* **AIM OF THE EXERCISE**
Could you print all the entries exactly?

* **SOURCE DATA**
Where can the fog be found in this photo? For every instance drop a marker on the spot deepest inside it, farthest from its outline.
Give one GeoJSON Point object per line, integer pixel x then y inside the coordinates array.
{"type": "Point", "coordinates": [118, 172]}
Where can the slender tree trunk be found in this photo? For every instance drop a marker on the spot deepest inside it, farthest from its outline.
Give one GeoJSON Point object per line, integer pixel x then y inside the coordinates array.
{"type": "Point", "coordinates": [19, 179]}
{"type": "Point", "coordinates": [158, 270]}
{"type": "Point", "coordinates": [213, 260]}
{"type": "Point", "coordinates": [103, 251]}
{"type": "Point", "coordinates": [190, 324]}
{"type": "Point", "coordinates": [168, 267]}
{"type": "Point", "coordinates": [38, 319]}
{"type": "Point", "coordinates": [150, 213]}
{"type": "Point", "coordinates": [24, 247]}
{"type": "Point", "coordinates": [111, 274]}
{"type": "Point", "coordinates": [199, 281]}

* **SOLUTION BELOW**
Where can the fog be found in this photo? For every instance drop a marker on the spot deepest inside it, farthest from its outline.
Give one GeoJSON Point object per line, integer pixel x then y inside the coordinates array.
{"type": "Point", "coordinates": [118, 172]}
Where can the slender tree trunk be found in this photo? For every instance drop a marker on the spot deepest inside it, farthest from its outline.
Give one GeoJSON Point object per line, integer pixel x then y inside the coordinates array.
{"type": "Point", "coordinates": [19, 179]}
{"type": "Point", "coordinates": [158, 270]}
{"type": "Point", "coordinates": [213, 260]}
{"type": "Point", "coordinates": [103, 251]}
{"type": "Point", "coordinates": [190, 324]}
{"type": "Point", "coordinates": [168, 267]}
{"type": "Point", "coordinates": [38, 319]}
{"type": "Point", "coordinates": [150, 213]}
{"type": "Point", "coordinates": [24, 247]}
{"type": "Point", "coordinates": [111, 274]}
{"type": "Point", "coordinates": [199, 281]}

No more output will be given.